(Recorded data)
>> Start

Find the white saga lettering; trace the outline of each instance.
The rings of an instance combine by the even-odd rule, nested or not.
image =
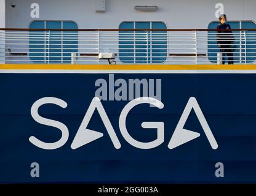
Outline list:
[[[62,132],[62,137],[59,140],[54,143],[42,141],[34,136],[30,137],[29,140],[32,144],[38,148],[44,149],[54,149],[62,147],[66,143],[68,139],[69,132],[68,127],[62,123],[43,118],[38,114],[39,108],[47,104],[55,104],[62,108],[66,108],[68,105],[64,100],[55,97],[44,97],[36,101],[32,105],[31,110],[32,118],[36,122],[41,124],[58,129]],[[142,123],[141,126],[144,129],[156,129],[156,139],[149,142],[142,142],[136,140],[129,134],[126,128],[126,118],[129,111],[137,105],[143,104],[148,104],[150,105],[153,105],[159,109],[164,108],[164,104],[155,98],[143,97],[135,99],[129,102],[121,112],[119,119],[119,126],[122,136],[130,145],[140,149],[152,149],[159,146],[164,141],[164,122],[143,122]],[[218,144],[194,97],[190,97],[188,100],[169,143],[168,148],[169,149],[174,149],[200,136],[200,134],[198,132],[188,130],[183,128],[192,109],[194,109],[212,148],[216,149],[218,148]],[[100,99],[97,97],[92,99],[71,145],[71,148],[73,149],[77,149],[103,136],[103,134],[100,132],[87,128],[95,110],[100,114],[100,116],[114,147],[116,149],[121,148],[121,144],[116,134],[116,132],[112,126]]]

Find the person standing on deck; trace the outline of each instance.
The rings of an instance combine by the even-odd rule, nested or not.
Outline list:
[[[228,64],[234,64],[234,58],[233,53],[234,48],[232,44],[234,43],[234,37],[231,31],[222,31],[222,29],[231,29],[230,25],[226,22],[225,14],[222,14],[218,18],[220,23],[217,26],[217,42],[220,48],[220,52],[222,53],[222,64],[225,64],[225,54],[228,57]]]

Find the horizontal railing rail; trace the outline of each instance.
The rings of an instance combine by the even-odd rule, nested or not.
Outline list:
[[[1,64],[222,64],[255,60],[256,29],[0,28]]]

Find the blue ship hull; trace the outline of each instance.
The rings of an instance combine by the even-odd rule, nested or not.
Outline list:
[[[156,130],[143,121],[164,123],[164,141],[148,149],[130,145],[119,127],[120,113],[129,102],[102,100],[120,141],[113,146],[101,118],[95,112],[88,128],[104,136],[73,149],[71,145],[98,87],[107,74],[0,74],[0,183],[256,183],[256,74],[116,74],[115,78],[161,79],[162,110],[148,104],[134,107],[127,117],[128,132],[142,142],[153,141]],[[54,142],[61,132],[38,123],[31,108],[39,99],[53,97],[68,104],[42,106],[41,116],[65,124],[69,138],[63,146],[41,149],[29,141],[34,136]],[[168,144],[189,99],[194,97],[218,148],[212,149],[194,111],[184,128],[201,137],[174,149]],[[39,165],[32,178],[31,163]],[[215,165],[223,165],[217,178]]]

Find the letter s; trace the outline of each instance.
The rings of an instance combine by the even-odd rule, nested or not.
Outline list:
[[[124,139],[131,145],[140,149],[151,149],[158,146],[164,141],[164,123],[163,122],[143,122],[142,127],[148,129],[157,129],[158,137],[150,142],[141,142],[133,138],[126,129],[126,117],[130,110],[137,105],[150,104],[159,109],[164,107],[164,104],[159,100],[152,97],[138,97],[131,100],[122,109],[119,118],[119,129]]]
[[[29,140],[34,145],[45,149],[54,149],[62,147],[64,145],[68,139],[68,127],[63,123],[43,118],[38,114],[38,108],[44,104],[52,104],[60,106],[62,108],[66,108],[68,104],[60,99],[55,97],[44,97],[36,101],[31,107],[31,113],[32,118],[38,123],[46,126],[56,127],[62,131],[62,137],[60,139],[54,143],[46,143],[42,141],[34,136],[30,137]]]

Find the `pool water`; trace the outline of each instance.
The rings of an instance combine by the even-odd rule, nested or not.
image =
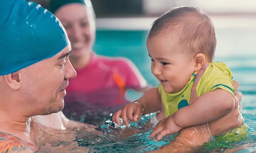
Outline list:
[[[242,113],[249,131],[246,138],[239,142],[213,141],[210,145],[203,146],[196,152],[219,152],[245,145],[246,149],[237,152],[251,153],[256,148],[256,136],[254,134],[256,125],[256,52],[253,40],[256,29],[223,28],[216,30],[218,42],[214,61],[225,62],[233,73],[233,79],[240,84],[239,90],[244,95],[241,102]],[[149,84],[156,86],[158,81],[150,71],[150,58],[145,45],[148,32],[139,30],[98,30],[94,50],[101,55],[129,58],[137,66]],[[136,99],[141,95],[132,91],[127,93],[127,96],[131,99]],[[96,152],[145,152],[155,149],[167,144],[170,140],[170,137],[166,138],[164,141],[154,142],[147,139],[149,134],[146,132],[122,140],[116,137],[113,138],[116,140],[114,141],[107,138],[109,135],[102,135],[100,136],[102,138],[109,141],[91,147],[96,149]],[[231,152],[236,152],[234,151]]]

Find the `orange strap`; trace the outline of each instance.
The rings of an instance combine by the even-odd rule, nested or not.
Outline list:
[[[113,78],[114,78],[114,80],[117,85],[117,86],[118,86],[119,88],[121,94],[122,96],[123,96],[126,92],[126,84],[124,80],[119,74],[118,74],[116,70],[113,70],[112,71],[112,74]]]

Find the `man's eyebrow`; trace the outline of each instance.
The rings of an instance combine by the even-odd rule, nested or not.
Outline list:
[[[60,60],[62,58],[65,58],[66,57],[68,56],[71,53],[71,51],[70,51],[69,52],[65,54],[63,54],[60,57],[59,57],[58,58],[58,60]]]

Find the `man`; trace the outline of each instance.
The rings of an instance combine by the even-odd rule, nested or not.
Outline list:
[[[65,136],[70,131],[62,129],[86,126],[68,120],[60,112],[68,79],[76,75],[69,59],[70,44],[58,19],[40,5],[23,0],[1,1],[0,13],[0,152],[34,152],[43,144],[39,137],[53,138],[47,135],[48,130],[58,130]],[[231,114],[224,119],[237,120]],[[236,122],[220,126],[224,120],[220,120],[210,127],[212,134],[241,126]],[[209,137],[208,127],[202,126],[194,127],[206,132],[205,135],[194,134],[201,143],[193,146]],[[193,130],[185,129],[180,135],[190,137]],[[46,134],[39,135],[43,132]],[[73,138],[68,137],[63,138]]]

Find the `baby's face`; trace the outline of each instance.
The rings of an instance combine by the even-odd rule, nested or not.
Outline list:
[[[180,51],[175,38],[158,34],[147,39],[151,71],[167,93],[180,91],[194,72],[193,58]]]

>> End

**What this task involves:** Reproduce the data above, swapping every occurrence of "trace the outline of each instance" for "draw a polygon around every instance" and leaving everything else unchanged. Omit the pictures from your output.

**Exercise result:**
Find the white saga lettering; draw a polygon around every instance.
The rings of an instance combine by the even-odd rule, nested or not.
image =
Outline list:
[[[62,132],[62,137],[59,140],[54,143],[42,141],[34,136],[30,137],[29,140],[32,144],[38,148],[44,149],[54,149],[62,147],[66,143],[68,139],[69,132],[68,127],[62,123],[43,118],[38,114],[39,108],[47,104],[55,104],[62,108],[66,108],[68,105],[64,100],[55,97],[44,97],[36,101],[32,105],[31,110],[32,118],[36,122],[41,124],[58,129]],[[142,123],[141,126],[144,129],[156,129],[156,139],[149,142],[142,142],[136,140],[129,134],[126,128],[126,118],[129,111],[137,105],[143,104],[148,104],[150,105],[153,105],[159,109],[164,108],[164,104],[155,98],[143,97],[135,99],[129,102],[121,112],[119,119],[119,126],[122,136],[130,145],[140,149],[152,149],[159,146],[164,141],[164,122],[143,122]],[[218,144],[194,97],[190,97],[188,100],[169,143],[168,148],[169,149],[174,149],[200,136],[200,134],[198,132],[188,130],[183,128],[192,109],[194,109],[212,148],[216,149],[218,148]],[[100,99],[97,97],[92,99],[71,145],[71,148],[73,149],[77,149],[103,136],[103,134],[100,132],[87,128],[95,110],[100,114],[100,116],[114,147],[116,149],[121,148],[121,144],[116,134],[116,132],[112,126]]]

Find the person standing on deck; draw a polygon around every instance.
The rings of an instance combine by the even-odd rule, nested or not.
Outline list:
[[[228,64],[234,64],[234,58],[233,53],[234,48],[232,44],[234,43],[234,37],[231,31],[222,31],[222,29],[231,29],[230,25],[226,22],[225,14],[222,14],[218,18],[220,23],[217,26],[217,42],[220,48],[220,52],[222,53],[222,64],[225,64],[225,54],[228,57]]]

Find the horizontal railing rail; draw a polygon around every instance.
The rings of an instance combine by the even-odd rule, nested or not.
Outline list:
[[[1,64],[222,64],[255,60],[256,29],[0,28]]]

Find the blue ship hull; draw a polygon around every instance.
The rings of an instance combine by the even-odd rule, nested or not.
Outline list:
[[[156,130],[143,121],[164,123],[164,141],[148,149],[130,145],[119,127],[120,113],[129,102],[102,100],[120,141],[113,146],[101,118],[95,112],[88,128],[104,136],[73,149],[71,145],[98,87],[107,74],[0,74],[0,183],[256,183],[256,74],[116,74],[115,78],[161,79],[162,110],[148,104],[134,107],[127,117],[128,132],[142,142],[153,141]],[[54,142],[61,132],[38,123],[31,108],[39,99],[53,97],[68,104],[42,106],[41,116],[65,124],[69,138],[63,146],[41,149],[29,141],[34,136]],[[168,144],[189,99],[194,97],[218,148],[212,149],[194,111],[184,128],[201,137],[174,149]],[[39,165],[32,178],[31,163]],[[215,165],[223,165],[217,178]]]

Find the letter s; draw a polygon around every instance.
The rings of an instance combine by the even-odd rule, nested or not.
Outline list:
[[[124,139],[131,145],[140,149],[151,149],[158,146],[164,141],[164,123],[163,122],[143,122],[142,127],[148,129],[157,129],[158,137],[150,142],[141,142],[133,138],[126,129],[126,117],[130,110],[137,105],[150,104],[159,109],[164,107],[164,104],[159,100],[152,97],[138,97],[131,100],[122,109],[119,118],[119,129]]]
[[[29,140],[34,145],[45,149],[54,149],[62,147],[64,145],[68,139],[68,127],[63,123],[43,118],[38,114],[38,108],[44,104],[52,104],[60,106],[62,108],[66,108],[68,104],[60,99],[55,97],[44,97],[36,101],[31,107],[31,113],[32,118],[38,123],[46,126],[56,127],[62,131],[62,137],[60,139],[54,143],[46,143],[42,141],[34,136],[30,137]]]

Find the `pool water`; draw a polygon around every instance.
The rings of an instance combine by the even-odd rule, nested or not.
image =
Outline list:
[[[242,113],[249,131],[246,138],[239,142],[213,141],[210,145],[203,146],[196,152],[219,152],[245,145],[246,149],[237,152],[251,153],[256,148],[256,136],[254,134],[256,125],[256,52],[253,40],[256,29],[223,28],[216,30],[218,42],[214,61],[225,62],[233,73],[233,79],[240,84],[239,90],[244,95],[241,102]],[[149,84],[156,86],[158,81],[150,71],[150,58],[145,45],[148,32],[139,30],[98,30],[94,50],[101,55],[129,58],[137,66]],[[136,99],[141,95],[132,91],[127,93],[127,96],[131,99]],[[96,152],[145,152],[155,149],[167,144],[170,140],[170,137],[166,138],[164,141],[154,142],[147,139],[149,134],[146,132],[122,140],[116,137],[113,138],[116,140],[114,141],[107,138],[109,135],[102,135],[100,136],[102,138],[109,141],[91,147],[96,149]],[[231,152],[236,152],[234,151]]]

Find the `orange strap`; draw a polygon around every instance.
The rings of an instance combine by the even-odd rule, nested or not.
Outline list:
[[[113,78],[114,78],[114,80],[117,85],[117,86],[118,86],[119,88],[121,94],[122,96],[123,96],[126,92],[126,84],[124,80],[119,74],[118,74],[116,70],[113,70],[112,71],[112,74]]]

Find the `man's eyebrow`; draw a polygon around every instance.
The rings of an instance combine by the even-odd rule, nested or not.
Outline list:
[[[60,60],[62,58],[65,58],[66,57],[68,56],[71,53],[71,51],[70,51],[69,52],[65,54],[63,54],[60,57],[59,57],[58,58],[58,60]]]

Find the `man`; draw a polygon around every instance.
The rings of an instance combine by the even-odd rule, nested or not.
Outline list:
[[[65,136],[70,131],[62,129],[86,126],[68,120],[60,112],[68,79],[76,75],[69,59],[70,44],[58,19],[40,5],[23,0],[1,1],[0,13],[0,152],[34,152],[43,144],[39,137],[53,138],[47,135],[48,130],[58,130]],[[231,114],[224,119],[237,120]],[[236,122],[220,126],[224,120],[220,120],[210,127],[212,134],[241,126]],[[209,137],[208,127],[202,126],[194,127],[206,132],[205,135],[194,134],[201,143],[193,146]],[[193,130],[185,129],[180,135],[190,137]],[[46,134],[39,135],[43,132]],[[73,138],[68,137],[63,138]]]

Find the `baby's face`; draw a polygon around every instance.
The rings of an instance combine by the even-odd rule, nested or not.
Outline list:
[[[180,51],[175,38],[158,34],[147,39],[151,71],[167,93],[180,91],[194,72],[193,58]]]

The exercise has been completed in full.